Start of DATA IN THIS EXERCISE
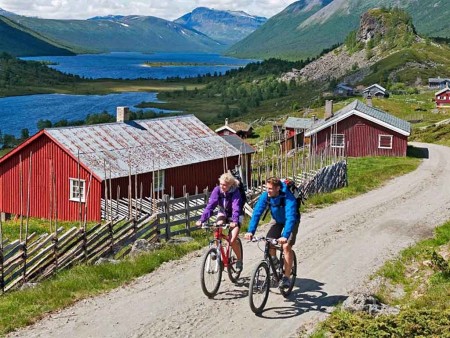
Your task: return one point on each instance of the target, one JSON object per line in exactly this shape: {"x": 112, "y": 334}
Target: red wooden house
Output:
{"x": 442, "y": 98}
{"x": 240, "y": 129}
{"x": 361, "y": 130}
{"x": 72, "y": 167}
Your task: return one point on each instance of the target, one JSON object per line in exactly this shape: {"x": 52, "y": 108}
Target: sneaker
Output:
{"x": 213, "y": 256}
{"x": 285, "y": 283}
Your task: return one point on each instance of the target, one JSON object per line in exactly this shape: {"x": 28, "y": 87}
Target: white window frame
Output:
{"x": 74, "y": 190}
{"x": 159, "y": 180}
{"x": 390, "y": 141}
{"x": 335, "y": 138}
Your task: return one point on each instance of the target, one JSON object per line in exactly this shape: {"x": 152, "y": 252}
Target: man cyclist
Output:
{"x": 227, "y": 197}
{"x": 284, "y": 223}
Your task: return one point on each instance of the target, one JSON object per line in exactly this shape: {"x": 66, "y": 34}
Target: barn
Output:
{"x": 361, "y": 130}
{"x": 65, "y": 173}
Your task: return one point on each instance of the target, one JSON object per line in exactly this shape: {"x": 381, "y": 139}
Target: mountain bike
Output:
{"x": 220, "y": 255}
{"x": 267, "y": 273}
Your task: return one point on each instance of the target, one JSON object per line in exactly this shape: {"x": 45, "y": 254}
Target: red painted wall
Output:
{"x": 361, "y": 138}
{"x": 44, "y": 152}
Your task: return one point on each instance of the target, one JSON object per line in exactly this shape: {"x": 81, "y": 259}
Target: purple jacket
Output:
{"x": 228, "y": 203}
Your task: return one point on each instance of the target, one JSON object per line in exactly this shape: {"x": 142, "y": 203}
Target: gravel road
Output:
{"x": 338, "y": 247}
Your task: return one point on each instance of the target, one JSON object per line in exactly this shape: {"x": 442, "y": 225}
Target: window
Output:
{"x": 77, "y": 190}
{"x": 385, "y": 141}
{"x": 337, "y": 140}
{"x": 159, "y": 177}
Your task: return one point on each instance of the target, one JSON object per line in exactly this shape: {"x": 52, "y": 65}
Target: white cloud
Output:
{"x": 170, "y": 10}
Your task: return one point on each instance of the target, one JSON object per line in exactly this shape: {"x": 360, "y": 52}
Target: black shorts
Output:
{"x": 276, "y": 230}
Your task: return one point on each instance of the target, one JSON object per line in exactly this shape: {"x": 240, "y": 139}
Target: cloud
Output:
{"x": 169, "y": 9}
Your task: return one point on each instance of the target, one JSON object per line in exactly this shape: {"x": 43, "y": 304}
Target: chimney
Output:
{"x": 123, "y": 114}
{"x": 328, "y": 109}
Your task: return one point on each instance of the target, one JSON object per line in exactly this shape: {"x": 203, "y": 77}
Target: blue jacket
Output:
{"x": 229, "y": 204}
{"x": 283, "y": 209}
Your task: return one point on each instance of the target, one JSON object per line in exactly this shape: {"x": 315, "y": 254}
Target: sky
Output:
{"x": 165, "y": 9}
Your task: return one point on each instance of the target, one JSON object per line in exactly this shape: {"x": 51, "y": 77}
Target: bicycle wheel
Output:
{"x": 211, "y": 272}
{"x": 232, "y": 259}
{"x": 259, "y": 287}
{"x": 292, "y": 277}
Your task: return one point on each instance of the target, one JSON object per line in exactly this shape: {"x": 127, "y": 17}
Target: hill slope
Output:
{"x": 20, "y": 41}
{"x": 307, "y": 27}
{"x": 228, "y": 27}
{"x": 123, "y": 34}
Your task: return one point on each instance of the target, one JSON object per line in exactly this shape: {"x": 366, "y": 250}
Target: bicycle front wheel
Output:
{"x": 234, "y": 274}
{"x": 211, "y": 272}
{"x": 259, "y": 287}
{"x": 292, "y": 277}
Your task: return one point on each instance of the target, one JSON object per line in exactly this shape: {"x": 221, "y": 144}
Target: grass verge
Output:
{"x": 24, "y": 307}
{"x": 417, "y": 283}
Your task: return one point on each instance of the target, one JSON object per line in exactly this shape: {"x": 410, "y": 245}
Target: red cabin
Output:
{"x": 73, "y": 167}
{"x": 360, "y": 130}
{"x": 442, "y": 98}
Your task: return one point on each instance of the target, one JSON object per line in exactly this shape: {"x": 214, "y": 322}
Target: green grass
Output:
{"x": 424, "y": 306}
{"x": 24, "y": 307}
{"x": 365, "y": 174}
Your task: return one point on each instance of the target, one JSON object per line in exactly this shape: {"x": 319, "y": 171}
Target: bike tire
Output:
{"x": 259, "y": 287}
{"x": 232, "y": 259}
{"x": 292, "y": 277}
{"x": 211, "y": 272}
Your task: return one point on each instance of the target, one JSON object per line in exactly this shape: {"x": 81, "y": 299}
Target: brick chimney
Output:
{"x": 123, "y": 114}
{"x": 328, "y": 109}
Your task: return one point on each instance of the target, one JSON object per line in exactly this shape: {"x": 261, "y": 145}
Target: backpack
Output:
{"x": 241, "y": 189}
{"x": 295, "y": 190}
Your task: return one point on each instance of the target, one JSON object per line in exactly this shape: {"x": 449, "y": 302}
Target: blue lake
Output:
{"x": 21, "y": 112}
{"x": 18, "y": 112}
{"x": 131, "y": 65}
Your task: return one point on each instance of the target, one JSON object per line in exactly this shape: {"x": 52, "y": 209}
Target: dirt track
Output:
{"x": 337, "y": 248}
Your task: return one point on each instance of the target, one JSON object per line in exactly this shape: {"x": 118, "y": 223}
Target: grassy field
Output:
{"x": 418, "y": 282}
{"x": 23, "y": 307}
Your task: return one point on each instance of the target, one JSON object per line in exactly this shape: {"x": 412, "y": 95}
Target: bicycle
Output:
{"x": 219, "y": 256}
{"x": 266, "y": 272}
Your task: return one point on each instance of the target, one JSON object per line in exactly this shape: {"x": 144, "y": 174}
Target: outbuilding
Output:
{"x": 65, "y": 173}
{"x": 360, "y": 130}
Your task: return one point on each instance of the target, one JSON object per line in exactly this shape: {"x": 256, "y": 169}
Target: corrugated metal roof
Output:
{"x": 146, "y": 145}
{"x": 239, "y": 144}
{"x": 367, "y": 110}
{"x": 298, "y": 123}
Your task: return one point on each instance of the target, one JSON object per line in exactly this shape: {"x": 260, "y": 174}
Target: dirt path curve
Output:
{"x": 337, "y": 247}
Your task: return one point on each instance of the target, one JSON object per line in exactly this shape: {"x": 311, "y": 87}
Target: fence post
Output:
{"x": 166, "y": 211}
{"x": 188, "y": 214}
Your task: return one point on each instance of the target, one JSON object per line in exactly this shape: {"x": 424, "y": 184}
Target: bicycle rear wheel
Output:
{"x": 292, "y": 276}
{"x": 259, "y": 287}
{"x": 211, "y": 272}
{"x": 233, "y": 274}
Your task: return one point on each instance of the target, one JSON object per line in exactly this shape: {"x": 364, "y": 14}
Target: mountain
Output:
{"x": 385, "y": 50}
{"x": 228, "y": 27}
{"x": 21, "y": 41}
{"x": 307, "y": 27}
{"x": 122, "y": 34}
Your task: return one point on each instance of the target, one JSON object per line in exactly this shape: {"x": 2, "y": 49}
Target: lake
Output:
{"x": 18, "y": 112}
{"x": 21, "y": 112}
{"x": 131, "y": 65}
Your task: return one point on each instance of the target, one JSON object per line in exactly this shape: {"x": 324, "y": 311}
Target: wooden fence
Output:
{"x": 40, "y": 256}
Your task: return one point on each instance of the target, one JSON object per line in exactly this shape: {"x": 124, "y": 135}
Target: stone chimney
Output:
{"x": 123, "y": 114}
{"x": 328, "y": 109}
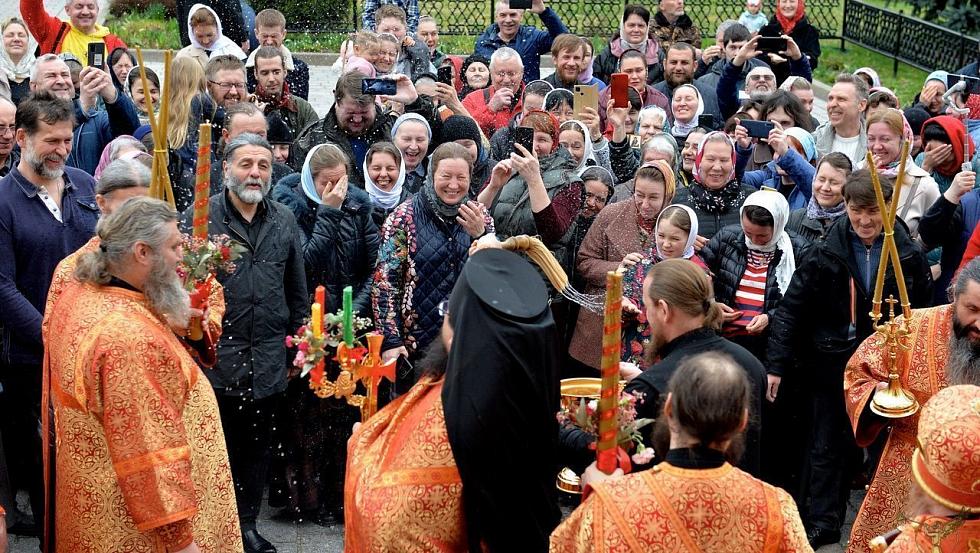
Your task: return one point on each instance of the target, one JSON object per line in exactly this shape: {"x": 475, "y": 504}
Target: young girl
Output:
{"x": 676, "y": 231}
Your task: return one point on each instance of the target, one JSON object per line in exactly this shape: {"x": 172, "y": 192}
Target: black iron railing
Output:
{"x": 913, "y": 41}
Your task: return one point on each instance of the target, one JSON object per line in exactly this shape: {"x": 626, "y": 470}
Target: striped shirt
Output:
{"x": 750, "y": 296}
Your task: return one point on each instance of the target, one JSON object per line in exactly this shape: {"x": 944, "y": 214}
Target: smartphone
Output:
{"x": 378, "y": 87}
{"x": 758, "y": 129}
{"x": 445, "y": 75}
{"x": 773, "y": 44}
{"x": 525, "y": 137}
{"x": 619, "y": 89}
{"x": 585, "y": 96}
{"x": 96, "y": 54}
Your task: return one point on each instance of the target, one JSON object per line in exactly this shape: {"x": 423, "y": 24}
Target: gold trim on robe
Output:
{"x": 673, "y": 510}
{"x": 925, "y": 375}
{"x": 403, "y": 491}
{"x": 140, "y": 455}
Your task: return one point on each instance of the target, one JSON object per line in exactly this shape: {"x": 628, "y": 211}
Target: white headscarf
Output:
{"x": 589, "y": 152}
{"x": 691, "y": 236}
{"x": 775, "y": 203}
{"x": 379, "y": 197}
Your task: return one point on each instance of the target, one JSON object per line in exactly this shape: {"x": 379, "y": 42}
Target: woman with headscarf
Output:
{"x": 621, "y": 236}
{"x": 826, "y": 203}
{"x": 340, "y": 245}
{"x": 634, "y": 34}
{"x": 756, "y": 256}
{"x": 791, "y": 170}
{"x": 685, "y": 107}
{"x": 715, "y": 194}
{"x": 887, "y": 130}
{"x": 412, "y": 136}
{"x": 424, "y": 243}
{"x": 384, "y": 179}
{"x": 484, "y": 410}
{"x": 791, "y": 21}
{"x": 17, "y": 58}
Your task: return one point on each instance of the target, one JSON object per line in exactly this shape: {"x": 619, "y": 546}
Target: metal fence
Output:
{"x": 920, "y": 43}
{"x": 596, "y": 18}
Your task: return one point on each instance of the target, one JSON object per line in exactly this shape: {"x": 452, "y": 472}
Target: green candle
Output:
{"x": 349, "y": 316}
End of DATA IN THIS EXERCISE
→ **PROBLEM DESCRIPTION**: From the records above, transcribe exactly the lines starting at the one containing "Target: corrugated metal roof" and ending at the one containing "Target: striped shirt". Skip the pictures.

→ **THE COMPLETED TASK**:
Target: corrugated metal roof
Output:
{"x": 146, "y": 145}
{"x": 239, "y": 144}
{"x": 367, "y": 110}
{"x": 298, "y": 123}
Your task: return one point on each instance of the target, one JSON object per line in exactly this shape: {"x": 260, "y": 174}
Target: dirt path curve
Output:
{"x": 337, "y": 247}
Your task: return one point on each instance of the target, one JSON object per line in exactly this shape: {"x": 311, "y": 87}
Target: fence post
Output:
{"x": 166, "y": 211}
{"x": 188, "y": 214}
Your task: return one point on each instance of the target, one JSON object per line in exactly this shape: {"x": 424, "y": 184}
Target: bicycle rear wheel
Output:
{"x": 292, "y": 276}
{"x": 259, "y": 287}
{"x": 211, "y": 272}
{"x": 233, "y": 274}
Your task: return one point on each instance of the target, one JSON object per line in exactly this shape: {"x": 364, "y": 14}
Target: mountain
Output:
{"x": 385, "y": 50}
{"x": 228, "y": 27}
{"x": 21, "y": 41}
{"x": 307, "y": 27}
{"x": 122, "y": 34}
Your task: return one point on each instance of the target, one JSON object per line in exactly this shape: {"x": 2, "y": 49}
Target: lake
Output:
{"x": 18, "y": 112}
{"x": 21, "y": 112}
{"x": 131, "y": 65}
Your task: return one point on each instance of the target, one JSON object per line in exactly this shape: {"x": 324, "y": 311}
Target: wooden fence
Output:
{"x": 40, "y": 256}
Your task: return one point on each instance of the target, one JSON object per line in exactly this shape: {"x": 124, "y": 135}
Target: stone chimney
Output:
{"x": 123, "y": 114}
{"x": 328, "y": 109}
Your task: return one point on each instance of the target, one JSON object per line in exactly this shape: {"x": 475, "y": 504}
Target: young girl
Output:
{"x": 676, "y": 231}
Your task: return one point on each instance of the target, one JSON object per line in exactly this shape: {"x": 172, "y": 192}
Target: black iron railing
Output:
{"x": 913, "y": 41}
Your task: return one point on each instance of the target, one JSON object per line in exactly this shape: {"x": 626, "y": 470}
Target: striped shirt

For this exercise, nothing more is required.